Exercise input:
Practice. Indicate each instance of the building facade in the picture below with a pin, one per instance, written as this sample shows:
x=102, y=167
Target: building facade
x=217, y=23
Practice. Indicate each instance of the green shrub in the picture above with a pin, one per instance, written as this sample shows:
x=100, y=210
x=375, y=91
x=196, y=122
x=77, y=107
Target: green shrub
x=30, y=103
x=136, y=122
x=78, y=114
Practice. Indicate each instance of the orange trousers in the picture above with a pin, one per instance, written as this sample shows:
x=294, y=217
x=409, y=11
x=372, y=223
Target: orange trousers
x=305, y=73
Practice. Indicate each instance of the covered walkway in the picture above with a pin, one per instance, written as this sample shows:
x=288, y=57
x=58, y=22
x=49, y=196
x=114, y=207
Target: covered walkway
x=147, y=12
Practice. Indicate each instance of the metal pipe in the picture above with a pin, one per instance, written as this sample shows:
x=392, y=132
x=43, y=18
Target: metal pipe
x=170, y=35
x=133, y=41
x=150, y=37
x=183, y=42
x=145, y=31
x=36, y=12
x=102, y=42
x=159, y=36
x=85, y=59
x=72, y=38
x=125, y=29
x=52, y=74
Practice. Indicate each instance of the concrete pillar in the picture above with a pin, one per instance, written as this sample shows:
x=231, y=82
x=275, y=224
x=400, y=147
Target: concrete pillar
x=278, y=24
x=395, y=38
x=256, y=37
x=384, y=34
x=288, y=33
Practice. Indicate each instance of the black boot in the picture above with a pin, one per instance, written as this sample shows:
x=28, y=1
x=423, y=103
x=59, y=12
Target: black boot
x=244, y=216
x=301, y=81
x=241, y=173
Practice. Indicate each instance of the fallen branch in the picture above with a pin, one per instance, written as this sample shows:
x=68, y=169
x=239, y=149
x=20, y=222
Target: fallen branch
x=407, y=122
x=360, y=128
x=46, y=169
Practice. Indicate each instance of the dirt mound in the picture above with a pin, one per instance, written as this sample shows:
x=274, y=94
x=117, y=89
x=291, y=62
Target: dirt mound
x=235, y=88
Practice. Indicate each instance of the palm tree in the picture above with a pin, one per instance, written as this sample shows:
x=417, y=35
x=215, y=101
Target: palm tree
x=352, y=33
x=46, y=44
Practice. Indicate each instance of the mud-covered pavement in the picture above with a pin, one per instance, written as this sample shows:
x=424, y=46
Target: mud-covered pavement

Task directions: Which lines run from the one containing "x=291, y=62" to the end of the entries above? Print them exactly, both ends included, and nothing else.

Result for this task:
x=291, y=62
Target: dirt mound
x=235, y=88
Practice. Indicate each instance of the palm tree in the picture above with a pin, one per instance, written as this sample shows:
x=417, y=35
x=215, y=101
Target: palm tree
x=352, y=33
x=46, y=44
Practice. Indicate each instance of the mud-covered pavement in the picture above with a pin, one per instance, written as this sample shows:
x=424, y=46
Target: mud-covered pavement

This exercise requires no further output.